**Work task**
Every line of the records that holds the word "metal" should be copied out.

Region pointing data
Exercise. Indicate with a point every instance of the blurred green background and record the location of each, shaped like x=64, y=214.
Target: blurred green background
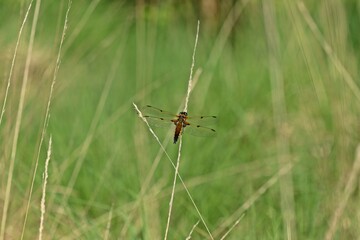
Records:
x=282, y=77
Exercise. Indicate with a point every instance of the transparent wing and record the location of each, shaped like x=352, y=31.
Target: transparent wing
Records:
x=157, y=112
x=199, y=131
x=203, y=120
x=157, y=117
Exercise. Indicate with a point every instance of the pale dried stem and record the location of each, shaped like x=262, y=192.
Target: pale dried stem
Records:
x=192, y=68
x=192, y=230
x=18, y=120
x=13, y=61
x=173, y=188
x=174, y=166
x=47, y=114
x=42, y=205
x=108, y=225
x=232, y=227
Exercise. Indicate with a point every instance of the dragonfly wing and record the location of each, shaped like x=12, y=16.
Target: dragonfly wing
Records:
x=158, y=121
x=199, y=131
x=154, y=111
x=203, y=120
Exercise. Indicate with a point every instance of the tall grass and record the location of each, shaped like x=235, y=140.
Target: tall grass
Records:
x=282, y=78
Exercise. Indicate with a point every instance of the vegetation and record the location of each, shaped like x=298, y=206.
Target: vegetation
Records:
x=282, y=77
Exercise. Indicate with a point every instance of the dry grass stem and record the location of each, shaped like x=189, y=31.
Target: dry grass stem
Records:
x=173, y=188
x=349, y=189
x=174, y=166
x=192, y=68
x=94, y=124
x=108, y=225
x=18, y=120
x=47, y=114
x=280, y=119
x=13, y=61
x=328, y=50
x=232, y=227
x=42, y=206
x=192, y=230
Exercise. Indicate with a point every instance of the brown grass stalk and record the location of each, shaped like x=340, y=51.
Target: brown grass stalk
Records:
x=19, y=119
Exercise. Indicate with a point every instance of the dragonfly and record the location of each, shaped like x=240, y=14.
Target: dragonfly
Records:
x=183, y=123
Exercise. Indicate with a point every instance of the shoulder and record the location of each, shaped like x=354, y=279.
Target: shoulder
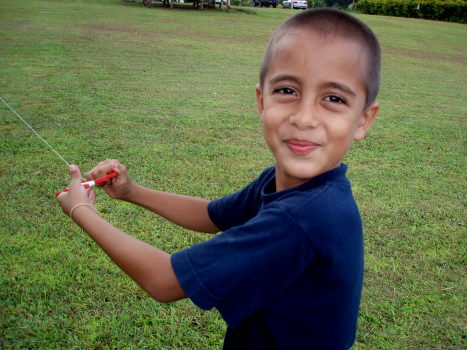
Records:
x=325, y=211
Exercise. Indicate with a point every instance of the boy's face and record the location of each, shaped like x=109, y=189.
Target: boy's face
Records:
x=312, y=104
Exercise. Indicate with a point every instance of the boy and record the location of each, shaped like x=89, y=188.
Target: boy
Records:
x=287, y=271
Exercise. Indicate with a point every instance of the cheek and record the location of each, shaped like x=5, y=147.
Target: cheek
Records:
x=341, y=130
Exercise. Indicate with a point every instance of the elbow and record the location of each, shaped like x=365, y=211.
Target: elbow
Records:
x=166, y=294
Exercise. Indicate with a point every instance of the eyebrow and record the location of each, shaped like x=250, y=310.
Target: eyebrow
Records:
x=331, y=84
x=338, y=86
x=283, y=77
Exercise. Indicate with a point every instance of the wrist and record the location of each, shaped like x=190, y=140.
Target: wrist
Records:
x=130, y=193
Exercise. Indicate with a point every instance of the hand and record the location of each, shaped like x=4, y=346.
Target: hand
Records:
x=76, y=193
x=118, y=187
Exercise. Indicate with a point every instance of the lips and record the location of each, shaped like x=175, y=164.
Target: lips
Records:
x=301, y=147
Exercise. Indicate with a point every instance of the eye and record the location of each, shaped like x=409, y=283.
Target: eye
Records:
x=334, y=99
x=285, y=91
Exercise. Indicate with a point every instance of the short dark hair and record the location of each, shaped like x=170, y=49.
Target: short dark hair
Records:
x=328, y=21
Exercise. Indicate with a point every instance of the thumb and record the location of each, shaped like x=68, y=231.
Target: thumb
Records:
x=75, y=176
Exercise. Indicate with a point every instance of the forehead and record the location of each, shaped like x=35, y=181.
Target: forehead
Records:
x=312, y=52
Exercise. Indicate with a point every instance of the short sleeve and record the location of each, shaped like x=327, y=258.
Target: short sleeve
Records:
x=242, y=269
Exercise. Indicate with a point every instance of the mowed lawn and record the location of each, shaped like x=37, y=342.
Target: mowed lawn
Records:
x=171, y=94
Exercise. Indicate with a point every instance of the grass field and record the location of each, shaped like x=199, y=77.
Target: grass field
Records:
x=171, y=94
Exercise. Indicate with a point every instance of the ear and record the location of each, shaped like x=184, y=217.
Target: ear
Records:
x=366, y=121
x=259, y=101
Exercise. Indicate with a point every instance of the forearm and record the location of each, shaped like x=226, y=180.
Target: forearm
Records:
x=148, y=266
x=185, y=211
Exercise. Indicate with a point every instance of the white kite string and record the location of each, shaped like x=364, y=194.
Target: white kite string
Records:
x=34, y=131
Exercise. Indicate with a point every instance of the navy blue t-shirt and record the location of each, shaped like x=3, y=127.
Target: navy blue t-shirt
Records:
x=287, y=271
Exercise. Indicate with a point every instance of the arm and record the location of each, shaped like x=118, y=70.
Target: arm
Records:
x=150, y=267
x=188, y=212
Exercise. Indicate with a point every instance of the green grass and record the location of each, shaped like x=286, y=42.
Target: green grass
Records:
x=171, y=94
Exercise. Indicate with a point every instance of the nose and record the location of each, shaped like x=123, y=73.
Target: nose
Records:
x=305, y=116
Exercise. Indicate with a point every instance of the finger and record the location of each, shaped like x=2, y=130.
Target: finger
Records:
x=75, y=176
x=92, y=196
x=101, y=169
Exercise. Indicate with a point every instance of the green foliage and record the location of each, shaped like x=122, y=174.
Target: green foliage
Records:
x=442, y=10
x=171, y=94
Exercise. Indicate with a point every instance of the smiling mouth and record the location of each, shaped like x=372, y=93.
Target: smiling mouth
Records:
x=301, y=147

---

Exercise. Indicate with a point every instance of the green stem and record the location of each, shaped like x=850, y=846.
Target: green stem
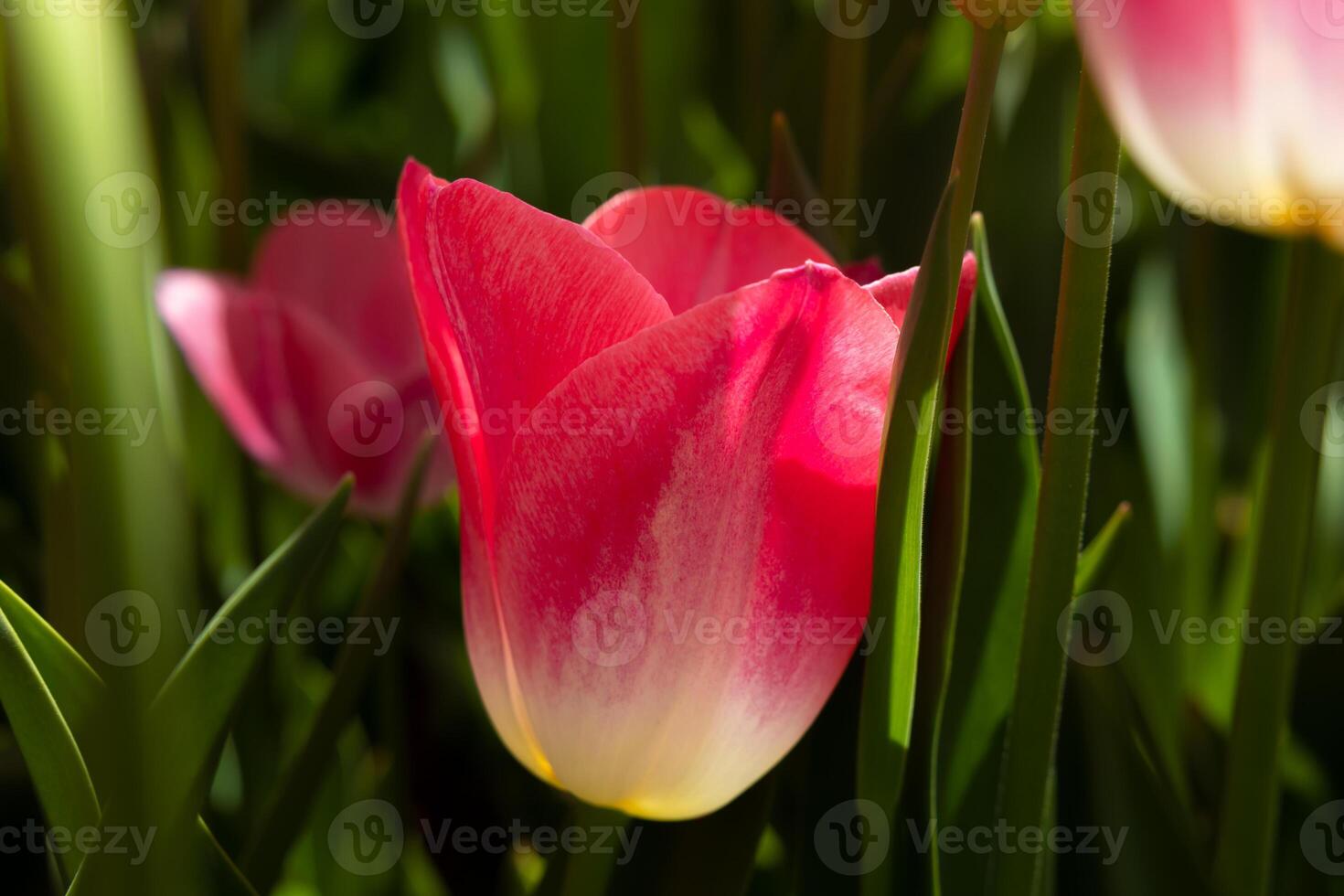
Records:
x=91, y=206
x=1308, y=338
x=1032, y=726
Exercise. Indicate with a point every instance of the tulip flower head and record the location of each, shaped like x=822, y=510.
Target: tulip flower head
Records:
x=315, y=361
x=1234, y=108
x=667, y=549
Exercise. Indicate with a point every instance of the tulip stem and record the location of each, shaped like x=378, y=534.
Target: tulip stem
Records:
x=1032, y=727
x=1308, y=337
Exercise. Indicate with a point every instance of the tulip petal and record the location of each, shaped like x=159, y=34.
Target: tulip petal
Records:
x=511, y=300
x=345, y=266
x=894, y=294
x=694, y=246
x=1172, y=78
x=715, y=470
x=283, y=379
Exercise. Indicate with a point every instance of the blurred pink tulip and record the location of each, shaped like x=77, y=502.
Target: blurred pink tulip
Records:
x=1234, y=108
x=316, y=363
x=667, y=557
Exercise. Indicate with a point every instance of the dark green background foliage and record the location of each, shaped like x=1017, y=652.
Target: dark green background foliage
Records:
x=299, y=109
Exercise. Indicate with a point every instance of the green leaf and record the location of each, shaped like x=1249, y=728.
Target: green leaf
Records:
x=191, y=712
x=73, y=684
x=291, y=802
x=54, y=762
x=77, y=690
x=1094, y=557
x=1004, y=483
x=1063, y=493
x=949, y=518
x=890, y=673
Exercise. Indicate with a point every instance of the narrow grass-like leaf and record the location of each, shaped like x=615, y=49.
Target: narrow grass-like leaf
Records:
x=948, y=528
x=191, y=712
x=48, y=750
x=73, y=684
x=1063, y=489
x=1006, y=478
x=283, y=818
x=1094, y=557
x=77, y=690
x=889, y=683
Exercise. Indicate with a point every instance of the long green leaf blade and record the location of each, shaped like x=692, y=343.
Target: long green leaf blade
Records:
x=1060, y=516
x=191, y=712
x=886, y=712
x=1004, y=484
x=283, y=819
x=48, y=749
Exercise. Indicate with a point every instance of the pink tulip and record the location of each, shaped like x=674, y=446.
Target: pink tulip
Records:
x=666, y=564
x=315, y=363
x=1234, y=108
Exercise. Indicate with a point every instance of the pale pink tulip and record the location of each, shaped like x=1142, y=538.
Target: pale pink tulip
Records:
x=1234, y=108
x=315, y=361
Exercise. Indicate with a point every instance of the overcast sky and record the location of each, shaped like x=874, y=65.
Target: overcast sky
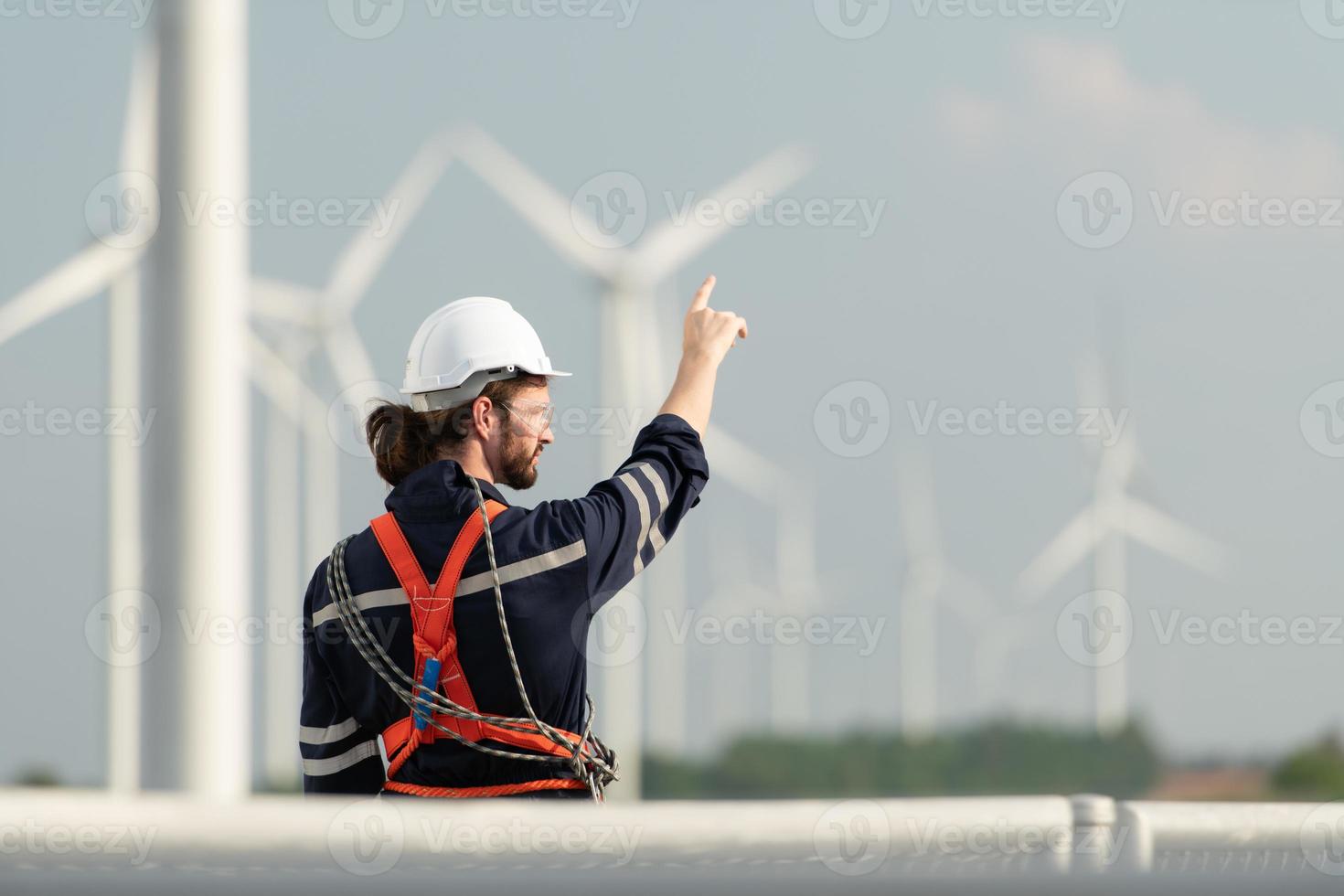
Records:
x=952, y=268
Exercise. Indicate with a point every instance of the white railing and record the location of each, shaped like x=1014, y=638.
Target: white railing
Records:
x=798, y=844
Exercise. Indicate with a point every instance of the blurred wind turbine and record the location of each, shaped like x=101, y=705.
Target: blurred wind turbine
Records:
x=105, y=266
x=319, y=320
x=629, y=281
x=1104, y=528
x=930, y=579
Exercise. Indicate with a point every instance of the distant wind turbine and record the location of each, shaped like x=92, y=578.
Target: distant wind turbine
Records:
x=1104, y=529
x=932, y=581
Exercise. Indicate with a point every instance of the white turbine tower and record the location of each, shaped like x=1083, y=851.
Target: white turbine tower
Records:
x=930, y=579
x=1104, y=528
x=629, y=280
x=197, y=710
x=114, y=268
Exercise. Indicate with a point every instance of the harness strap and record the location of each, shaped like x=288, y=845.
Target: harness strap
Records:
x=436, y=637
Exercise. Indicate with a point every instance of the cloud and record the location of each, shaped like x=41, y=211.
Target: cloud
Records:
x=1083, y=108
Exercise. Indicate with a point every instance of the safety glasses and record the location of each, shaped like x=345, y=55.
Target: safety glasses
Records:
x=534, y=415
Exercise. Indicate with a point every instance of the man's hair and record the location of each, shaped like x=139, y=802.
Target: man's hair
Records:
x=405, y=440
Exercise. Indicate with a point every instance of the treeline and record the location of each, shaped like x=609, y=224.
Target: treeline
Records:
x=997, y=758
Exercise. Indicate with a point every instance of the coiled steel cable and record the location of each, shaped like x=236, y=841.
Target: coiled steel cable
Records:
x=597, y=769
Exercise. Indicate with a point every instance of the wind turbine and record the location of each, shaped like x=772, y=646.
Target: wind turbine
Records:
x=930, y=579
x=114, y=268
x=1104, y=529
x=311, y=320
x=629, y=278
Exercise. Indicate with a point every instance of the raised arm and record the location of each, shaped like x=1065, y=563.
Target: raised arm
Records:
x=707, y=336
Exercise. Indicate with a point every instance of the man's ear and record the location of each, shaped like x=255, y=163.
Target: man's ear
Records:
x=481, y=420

==

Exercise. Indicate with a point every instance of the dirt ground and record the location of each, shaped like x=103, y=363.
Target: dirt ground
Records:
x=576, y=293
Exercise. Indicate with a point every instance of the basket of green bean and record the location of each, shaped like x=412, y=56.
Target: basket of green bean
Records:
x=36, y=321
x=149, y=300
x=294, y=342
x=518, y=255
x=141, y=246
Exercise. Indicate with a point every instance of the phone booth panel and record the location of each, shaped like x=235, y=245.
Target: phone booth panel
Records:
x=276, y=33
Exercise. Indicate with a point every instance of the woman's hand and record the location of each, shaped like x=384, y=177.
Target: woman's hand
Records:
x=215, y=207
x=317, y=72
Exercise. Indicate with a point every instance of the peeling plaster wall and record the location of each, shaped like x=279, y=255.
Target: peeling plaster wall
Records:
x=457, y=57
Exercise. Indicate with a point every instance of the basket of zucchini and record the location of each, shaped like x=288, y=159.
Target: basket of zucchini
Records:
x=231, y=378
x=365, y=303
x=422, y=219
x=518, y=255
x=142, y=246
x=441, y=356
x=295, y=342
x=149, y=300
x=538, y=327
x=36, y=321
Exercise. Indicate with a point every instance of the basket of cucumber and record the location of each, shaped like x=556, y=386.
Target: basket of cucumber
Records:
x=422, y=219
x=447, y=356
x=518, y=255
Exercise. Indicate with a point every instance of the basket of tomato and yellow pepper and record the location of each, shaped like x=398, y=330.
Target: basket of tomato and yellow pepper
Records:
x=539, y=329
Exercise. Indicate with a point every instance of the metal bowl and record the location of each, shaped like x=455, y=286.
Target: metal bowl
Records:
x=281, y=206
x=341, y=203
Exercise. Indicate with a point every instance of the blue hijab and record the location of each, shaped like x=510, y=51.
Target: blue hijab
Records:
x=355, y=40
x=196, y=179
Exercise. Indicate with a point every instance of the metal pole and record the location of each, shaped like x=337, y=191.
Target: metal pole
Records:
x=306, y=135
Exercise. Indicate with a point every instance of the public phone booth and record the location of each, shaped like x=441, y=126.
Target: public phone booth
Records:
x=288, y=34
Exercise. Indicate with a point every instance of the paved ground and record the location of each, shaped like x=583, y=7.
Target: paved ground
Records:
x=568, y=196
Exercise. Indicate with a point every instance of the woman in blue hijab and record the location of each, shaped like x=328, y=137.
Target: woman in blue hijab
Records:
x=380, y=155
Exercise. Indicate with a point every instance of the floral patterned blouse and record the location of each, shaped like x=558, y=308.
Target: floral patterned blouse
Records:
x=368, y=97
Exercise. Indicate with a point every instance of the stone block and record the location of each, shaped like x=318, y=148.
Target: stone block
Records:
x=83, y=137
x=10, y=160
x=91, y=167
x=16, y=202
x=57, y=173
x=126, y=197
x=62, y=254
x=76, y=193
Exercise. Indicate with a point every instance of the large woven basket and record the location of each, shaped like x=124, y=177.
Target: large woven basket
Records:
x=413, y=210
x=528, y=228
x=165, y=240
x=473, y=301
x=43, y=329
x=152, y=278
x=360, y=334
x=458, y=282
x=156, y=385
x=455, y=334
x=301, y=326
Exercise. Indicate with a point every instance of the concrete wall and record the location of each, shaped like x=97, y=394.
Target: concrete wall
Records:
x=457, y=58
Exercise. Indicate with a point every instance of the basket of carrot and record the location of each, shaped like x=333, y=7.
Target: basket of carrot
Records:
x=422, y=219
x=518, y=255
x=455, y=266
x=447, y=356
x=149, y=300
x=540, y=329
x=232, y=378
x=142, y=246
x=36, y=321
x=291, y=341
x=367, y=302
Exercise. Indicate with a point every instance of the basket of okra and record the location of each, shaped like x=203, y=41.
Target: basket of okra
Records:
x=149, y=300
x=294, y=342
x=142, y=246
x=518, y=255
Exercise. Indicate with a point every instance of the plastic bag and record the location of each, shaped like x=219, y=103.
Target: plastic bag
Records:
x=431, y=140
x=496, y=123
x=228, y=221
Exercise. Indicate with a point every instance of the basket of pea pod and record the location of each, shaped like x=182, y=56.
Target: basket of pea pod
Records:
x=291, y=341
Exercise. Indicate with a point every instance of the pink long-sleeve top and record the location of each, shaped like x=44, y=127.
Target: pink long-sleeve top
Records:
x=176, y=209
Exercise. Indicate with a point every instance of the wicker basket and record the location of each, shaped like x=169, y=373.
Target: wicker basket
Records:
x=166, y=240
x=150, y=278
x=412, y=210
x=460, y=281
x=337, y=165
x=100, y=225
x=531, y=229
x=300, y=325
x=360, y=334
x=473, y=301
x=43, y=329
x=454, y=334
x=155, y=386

**Task answer**
Exercise. Indicate with a point every instance of the metal bowl and record the location of each, shaped like x=455, y=286.
Target: metal bowl
Exercise. Indicate with a point every instance of the metal pole and record the location of each, shaped like x=337, y=191.
Target: metal pole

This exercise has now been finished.